Dr. Lakra at the Boston ICA

Originally posted on Evocative Objects.

I took a trip up to Boston yesterday morning to visit the Dr. Lakra exhibit at the ICA. The show is only up for another week, and I'm disappointed that I didn't get in to see it sooner because I'd like to experience it again. As it turns out, I'm really taken with Dr. Lakra's work.

Dr. Lakra is a Mexican born tattoo and fine artist based out of Oaxaca. Dr. Lakra transposes his tattooing craft onto the idealized figures found in vintage 1950's magazines, onto pinup girls, luchadors, medical educational drawings, and even onto the iconic cupie doll. Lakra reassigns identity by tattooing and enhancing the original subjects with bats, demons, spiders, gang insignia, and traditional cultural body markings. He even uses a real tattoo machine to achieve a believable image on some of his pieces.

### AVAILABLE DATA
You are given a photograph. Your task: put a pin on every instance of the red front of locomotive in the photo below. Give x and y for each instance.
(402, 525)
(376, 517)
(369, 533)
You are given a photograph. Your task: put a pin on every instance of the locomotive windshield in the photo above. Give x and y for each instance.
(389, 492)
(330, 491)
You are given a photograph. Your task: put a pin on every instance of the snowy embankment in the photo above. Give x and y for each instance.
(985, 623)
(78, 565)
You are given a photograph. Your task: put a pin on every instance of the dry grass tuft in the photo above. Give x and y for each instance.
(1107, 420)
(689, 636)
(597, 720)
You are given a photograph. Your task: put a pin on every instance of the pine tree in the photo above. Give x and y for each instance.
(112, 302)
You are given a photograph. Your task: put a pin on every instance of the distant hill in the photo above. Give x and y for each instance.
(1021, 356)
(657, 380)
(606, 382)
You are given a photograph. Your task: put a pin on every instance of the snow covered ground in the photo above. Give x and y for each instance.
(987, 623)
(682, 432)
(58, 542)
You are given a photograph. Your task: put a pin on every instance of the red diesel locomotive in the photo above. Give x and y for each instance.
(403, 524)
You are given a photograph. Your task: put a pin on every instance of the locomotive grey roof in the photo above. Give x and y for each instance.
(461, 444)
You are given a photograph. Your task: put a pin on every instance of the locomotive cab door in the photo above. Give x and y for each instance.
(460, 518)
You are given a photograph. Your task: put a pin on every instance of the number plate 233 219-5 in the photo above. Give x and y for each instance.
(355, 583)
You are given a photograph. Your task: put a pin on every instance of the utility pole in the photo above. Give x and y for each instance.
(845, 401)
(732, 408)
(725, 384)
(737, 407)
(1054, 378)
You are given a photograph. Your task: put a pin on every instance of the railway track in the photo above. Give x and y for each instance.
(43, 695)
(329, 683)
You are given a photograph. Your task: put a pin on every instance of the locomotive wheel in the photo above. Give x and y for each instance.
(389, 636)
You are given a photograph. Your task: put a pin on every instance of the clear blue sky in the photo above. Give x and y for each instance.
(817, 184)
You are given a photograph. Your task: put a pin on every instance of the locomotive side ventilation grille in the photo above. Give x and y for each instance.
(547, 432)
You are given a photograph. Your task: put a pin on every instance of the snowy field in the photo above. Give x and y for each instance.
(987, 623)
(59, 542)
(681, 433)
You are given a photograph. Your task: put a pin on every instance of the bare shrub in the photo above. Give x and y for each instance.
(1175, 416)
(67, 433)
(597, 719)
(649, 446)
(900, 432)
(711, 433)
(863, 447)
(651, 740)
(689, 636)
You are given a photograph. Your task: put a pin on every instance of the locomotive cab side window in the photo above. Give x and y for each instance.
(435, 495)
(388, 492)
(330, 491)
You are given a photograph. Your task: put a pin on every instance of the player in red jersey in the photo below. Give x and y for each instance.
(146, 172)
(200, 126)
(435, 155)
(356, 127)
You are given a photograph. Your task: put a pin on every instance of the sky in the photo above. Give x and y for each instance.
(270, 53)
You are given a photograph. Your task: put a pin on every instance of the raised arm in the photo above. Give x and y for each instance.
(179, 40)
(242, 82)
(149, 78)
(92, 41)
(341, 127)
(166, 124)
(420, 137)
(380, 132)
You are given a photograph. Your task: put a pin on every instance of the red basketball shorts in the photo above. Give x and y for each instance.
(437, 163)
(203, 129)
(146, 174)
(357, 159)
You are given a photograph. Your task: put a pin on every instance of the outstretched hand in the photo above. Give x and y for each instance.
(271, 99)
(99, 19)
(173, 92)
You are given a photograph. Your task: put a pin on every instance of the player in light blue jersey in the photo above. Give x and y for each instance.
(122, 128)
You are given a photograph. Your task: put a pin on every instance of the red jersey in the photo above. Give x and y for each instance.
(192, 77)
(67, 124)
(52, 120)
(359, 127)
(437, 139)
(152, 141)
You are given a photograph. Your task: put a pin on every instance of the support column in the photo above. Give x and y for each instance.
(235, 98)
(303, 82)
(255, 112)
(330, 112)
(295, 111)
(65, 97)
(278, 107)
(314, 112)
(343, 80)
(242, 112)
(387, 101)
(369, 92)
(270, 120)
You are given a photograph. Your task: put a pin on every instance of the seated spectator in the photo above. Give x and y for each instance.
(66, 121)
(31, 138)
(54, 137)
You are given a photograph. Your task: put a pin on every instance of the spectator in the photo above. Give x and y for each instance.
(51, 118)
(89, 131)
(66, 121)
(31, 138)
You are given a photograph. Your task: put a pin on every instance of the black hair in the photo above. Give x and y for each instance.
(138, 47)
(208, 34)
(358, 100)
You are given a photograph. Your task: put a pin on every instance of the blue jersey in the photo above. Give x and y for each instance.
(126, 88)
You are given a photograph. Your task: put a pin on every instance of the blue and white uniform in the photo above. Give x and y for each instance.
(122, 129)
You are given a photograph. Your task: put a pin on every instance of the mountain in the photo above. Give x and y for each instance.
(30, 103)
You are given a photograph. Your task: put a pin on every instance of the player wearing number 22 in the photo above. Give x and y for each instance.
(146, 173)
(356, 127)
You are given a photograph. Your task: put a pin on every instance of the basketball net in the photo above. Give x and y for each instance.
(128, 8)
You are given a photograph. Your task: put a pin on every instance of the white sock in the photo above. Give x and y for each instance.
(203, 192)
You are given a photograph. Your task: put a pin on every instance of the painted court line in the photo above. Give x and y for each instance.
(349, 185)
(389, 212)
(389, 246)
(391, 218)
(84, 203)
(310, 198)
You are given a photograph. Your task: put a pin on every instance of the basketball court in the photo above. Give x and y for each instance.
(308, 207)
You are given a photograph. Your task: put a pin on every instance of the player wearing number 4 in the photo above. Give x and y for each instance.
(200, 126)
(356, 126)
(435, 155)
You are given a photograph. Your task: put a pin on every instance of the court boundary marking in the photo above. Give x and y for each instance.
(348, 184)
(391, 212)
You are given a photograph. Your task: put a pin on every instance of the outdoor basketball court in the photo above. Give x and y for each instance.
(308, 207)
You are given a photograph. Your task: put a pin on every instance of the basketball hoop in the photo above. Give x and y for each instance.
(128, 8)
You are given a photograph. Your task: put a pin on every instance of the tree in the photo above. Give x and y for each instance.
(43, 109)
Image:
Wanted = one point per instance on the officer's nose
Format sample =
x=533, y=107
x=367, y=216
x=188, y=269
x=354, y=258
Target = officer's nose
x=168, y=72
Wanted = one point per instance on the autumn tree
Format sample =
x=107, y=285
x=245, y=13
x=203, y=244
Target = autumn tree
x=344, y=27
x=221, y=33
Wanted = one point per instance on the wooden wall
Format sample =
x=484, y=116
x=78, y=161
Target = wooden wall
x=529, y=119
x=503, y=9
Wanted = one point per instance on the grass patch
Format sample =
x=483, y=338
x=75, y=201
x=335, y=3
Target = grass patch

### TASK REQUIREMENTS
Extend the post about the Dr. Lakra show at the Boston ICA, picking up right after its last sentence.

### OUTPUT OF THE TASK
Dr. Lakra deals with concepts of beautification and social identification. His works are a carnival of the grotesque, a medley of kitschy erotica, ancient ritual, and hallucinogenic visions fused in a collage of ideologies.

This show was a slightly unbalanced combination of 2D and 3D work, with most of the emphasis being on drawings and installations. I would have personally preferred to see some more objects included in the exhibition, as those objects reflected his working process more directly.